Buscadores (17). Parte II: Consciencia. Capítulo 3 (3): El dador. - El buscador.
El dar libera al ego de muchas clases de miedo: del temor al aislamiento, al que forzosamente conduce el egoísmo total; del pánico a la pérdida, que nace porque no podemos tenerlo todo para siempre; del espanto ante los enemigos, los que pretenden quitarle cosas. Pero hay aún algo más hondo, pues la acción de dar relaciona a dos personas, una que da y otra que recibe. Esta relación hace que surja un nuevo sentido de pertenencia: la pertenencia activa de alguien que ha aprendido a crear felicidad. Y es que el dar es creativo. La persona se desprende libremente de algo, pero no tiene sensación de pérdida. En vez de ello, el ego siente placer; un placer distinto, más agudo y cálido, que el placer de tomar derivado del impulso del triunfador. Se trata, sin duda, de un descubrimiento trascendental.
El nacimiento del dador indica que el ego, aunque siga dominando al ser interior, ha empezado a mirar fuera de sí. No es que el ego esté comenzando a morir, sino que amplía su campo de visión. La muerte no existe y nada tiene que perecer con el fin de alcanzar la meta de nuestra búsqueda. En el manido y erróneo concepto de la muerte del ego subyace la idea de que hay cosas en nosotros que Dios condena. Pero esto de ningún modo es así: el plan divino consiste en que nos busquemos a nosotros mismos en completo libre albedrío; y posibilita y permite todas las experiencias, incluso que deseemos explorar como ser egoístas, ignorantes, groseros, ladrones, asesinos o carecer totalmente de fe. Y no somos juzgados, pues ninguna de nuestras acciones es buena o mala a los ojos divinos: el pecador y el santo son sólo máscaras que nos ponemos; y el pecador de hoy puede que esté aprendiendo a ser santo en la próxima vida física. Como se desarrollará en el Capítulo 8, dedicado al Bien y al Mal, todos estos papeles son ilusiones en la óptica divinal.
Ahora bien, la aparición del dador no significa que el ego sienta amor, ya que esto es un imposible. El ego puede sentir intensamente placer, satisfacción propia o apego y, a veces, a estos sentimientos les llamamos amor. Pero éste es de naturaleza abnegada y se requiere un acto de abnegación para que surja el auténtico amor, el amor al prójimo. Como se expondrá en los últimos epígrafes del presente texto, el amor es universal y no toma partido. Al ego no le gusta en absoluto este hecho y piensa que él sí es merecedor del amor de Dios, pero no el otro o los otros.
Obviamente, ésta no es la perspectiva divina. Desde ella el pecado se contempla como ilusión; nada de lo que equivocadamente consideremos pecado puede causar la más mínima mancha en el amor de Dios.
El buscador.
El que da, empieza dando sólo a la familia y los amigos; luego, a instituciones benéficas o a un colectivo o asociación concreta: después a la comunidad local o a la sociedad en su conjunto. Así, la esfera o el sistema en el que se ejerce la acción de dar se va ampliando. Finalmente, la perfección derivada de las experiencias provoca que la inclinación a dar no quede satisfecha hasta que todos los seres humanos resulten beneficiados. Y esto, el impulso a darnos a todos los demás habitantes del mundo, lleva nuestra individualidad al límite y la transporta a planos hasta entonces inimaginables.

→ **Tareas pendientes**:
1: ¿Puedes repetir, sin cambiar nada, la parte del fragmento sobre el dador que empieza en las palabras "El dar libera" y termina después de "un descubrimiento trascendental."?
2: ¿Podrías continuar el fragmento sobre el dador a partir de su última oración?

→ **Extractos del conjunto de datos de señalamiento**:

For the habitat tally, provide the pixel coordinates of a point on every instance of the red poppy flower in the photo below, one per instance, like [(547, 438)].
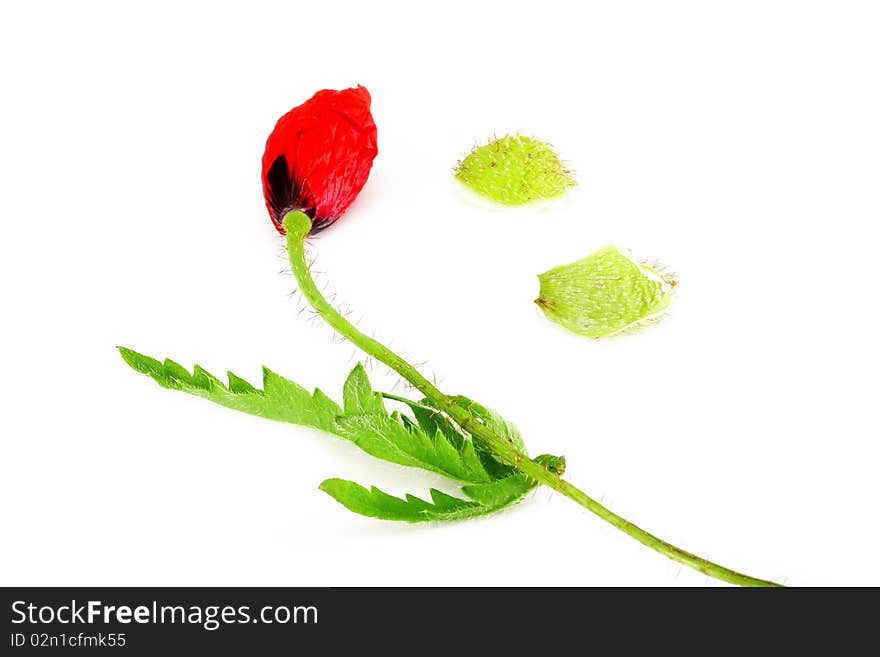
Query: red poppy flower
[(319, 156)]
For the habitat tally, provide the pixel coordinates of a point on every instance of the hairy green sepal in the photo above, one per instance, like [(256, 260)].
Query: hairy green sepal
[(514, 170), (605, 293)]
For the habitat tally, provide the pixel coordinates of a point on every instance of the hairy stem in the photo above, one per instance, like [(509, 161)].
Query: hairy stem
[(297, 226)]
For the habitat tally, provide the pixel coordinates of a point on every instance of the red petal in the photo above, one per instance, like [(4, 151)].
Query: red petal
[(319, 156)]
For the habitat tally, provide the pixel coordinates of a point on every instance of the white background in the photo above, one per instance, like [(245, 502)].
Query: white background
[(737, 142)]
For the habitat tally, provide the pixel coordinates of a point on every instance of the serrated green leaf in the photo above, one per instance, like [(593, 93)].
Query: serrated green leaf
[(358, 396), (485, 499), (365, 421)]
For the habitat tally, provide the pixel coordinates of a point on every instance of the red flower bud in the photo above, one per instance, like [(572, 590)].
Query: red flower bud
[(319, 156)]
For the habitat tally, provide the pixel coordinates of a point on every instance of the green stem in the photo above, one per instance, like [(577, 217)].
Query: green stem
[(297, 225)]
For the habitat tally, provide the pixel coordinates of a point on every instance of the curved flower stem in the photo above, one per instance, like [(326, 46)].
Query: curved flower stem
[(297, 226)]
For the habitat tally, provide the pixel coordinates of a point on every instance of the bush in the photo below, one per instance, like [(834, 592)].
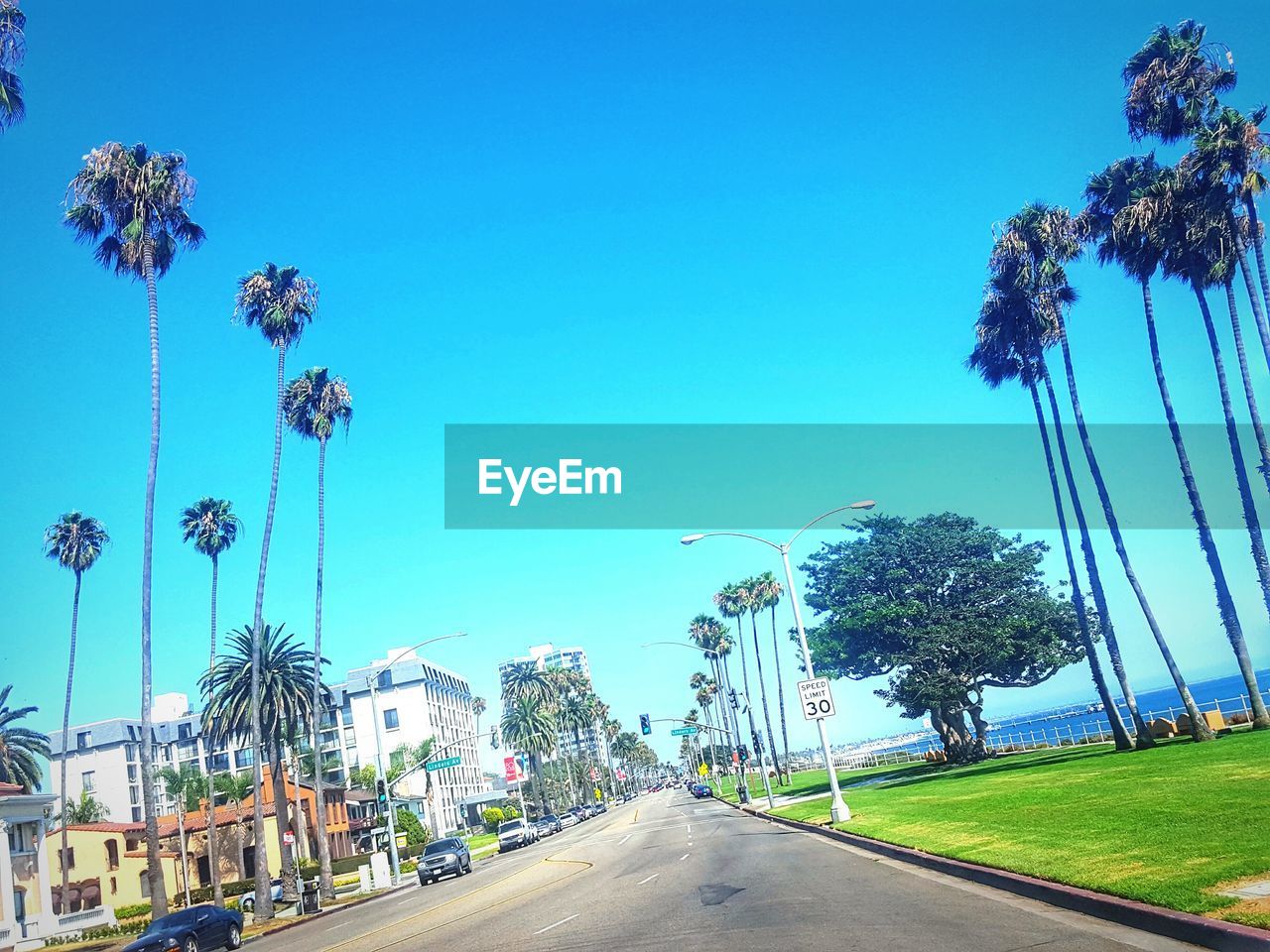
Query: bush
[(493, 816)]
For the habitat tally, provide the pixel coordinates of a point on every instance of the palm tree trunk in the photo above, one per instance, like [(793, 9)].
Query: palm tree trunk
[(1082, 620), (1241, 253), (1224, 601), (326, 881), (762, 693), (263, 897), (213, 857), (780, 699), (1143, 734), (1250, 395), (154, 865), (66, 731)]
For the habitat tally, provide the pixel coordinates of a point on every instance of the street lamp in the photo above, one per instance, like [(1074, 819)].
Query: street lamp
[(380, 774), (838, 810)]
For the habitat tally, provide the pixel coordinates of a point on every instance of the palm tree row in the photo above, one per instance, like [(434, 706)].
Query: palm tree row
[(1185, 223)]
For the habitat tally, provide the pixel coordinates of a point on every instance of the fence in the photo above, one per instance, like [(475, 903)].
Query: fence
[(1076, 729)]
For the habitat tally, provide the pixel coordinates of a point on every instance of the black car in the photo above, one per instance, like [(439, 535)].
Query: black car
[(190, 930), (444, 857)]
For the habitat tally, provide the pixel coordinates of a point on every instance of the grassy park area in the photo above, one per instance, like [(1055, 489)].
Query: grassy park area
[(1166, 826)]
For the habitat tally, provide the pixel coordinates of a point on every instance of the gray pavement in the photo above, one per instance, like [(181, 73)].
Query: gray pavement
[(679, 874)]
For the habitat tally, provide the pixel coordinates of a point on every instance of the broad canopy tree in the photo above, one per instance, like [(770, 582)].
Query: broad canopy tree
[(947, 608)]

→ **Respuestas**:
1:
El dar libera al ego de muchas clases de miedo: del temor al aislamiento, al que forzosamente conduce el egoísmo total; del pánico a la pérdida, que nace porque no podemos tenerlo todo para siempre; del espanto ante los enemigos, los que pretenden quitarle cosas. Pero hay aún algo más hondo, pues la acción de dar relaciona a dos personas, una que da y otra que recibe. Esta relación hace que surja un nuevo sentido de pertenencia: la pertenencia activa de alguien que ha aprendido a crear felicidad. Y es que el dar es creativo. La persona se desprende libremente de algo, pero no tiene sensación de pérdida. En vez de ello, el ego siente placer; un placer distinto, más agudo y cálido, que el placer de tomar derivado del impulso del triunfador. Se trata, sin duda, de un descubrimiento trascendental.

2:
Llegados a este punto, estaremos ante una experiencia francamente apasionante. Por un lado, el aprendizaje de nuestra individualidad habrá dejado atrás al triunfador, al encontrar una fuente de placer más completa: la acción de dar. Igualmente, habremos ejercitado tal acción con nuestros seres queridos y con nuestro entorno más cercano hasta que nos inundó una sensación interior de insuficiencia: requerimos más y deseamos dar a todos los seres humanos e, incluso, al planeta en su globalidad. Y, por fin, cuando creíamos logrado nuestro objetivo, nos topamos con una nueva sorpresa: el dador que quería abrazar al mundo se da cuenta de que el mundo ya no es para él fuente de realización.
Cosas y emociones que antes nos producían placer comienzan a parecernos insulsas: no es una renuncia o sacrificio, sino pérdida de entusiasmo por cosas que antes nos encandilaban. En particular, ya no produce satisfacción
la necesidad que tenía el ego de aprobación e importancia propia. Se empieza a sentir la necesidad de contemplar otra realidad más allá de la material; aún no la vemos, pero intuimos que está ahí, esperándonos, al otro lado del velo. Aparece la sed de ver el rostro de Dios, de vivir bajo la luz, de explorar el silencio de la consciencia pura.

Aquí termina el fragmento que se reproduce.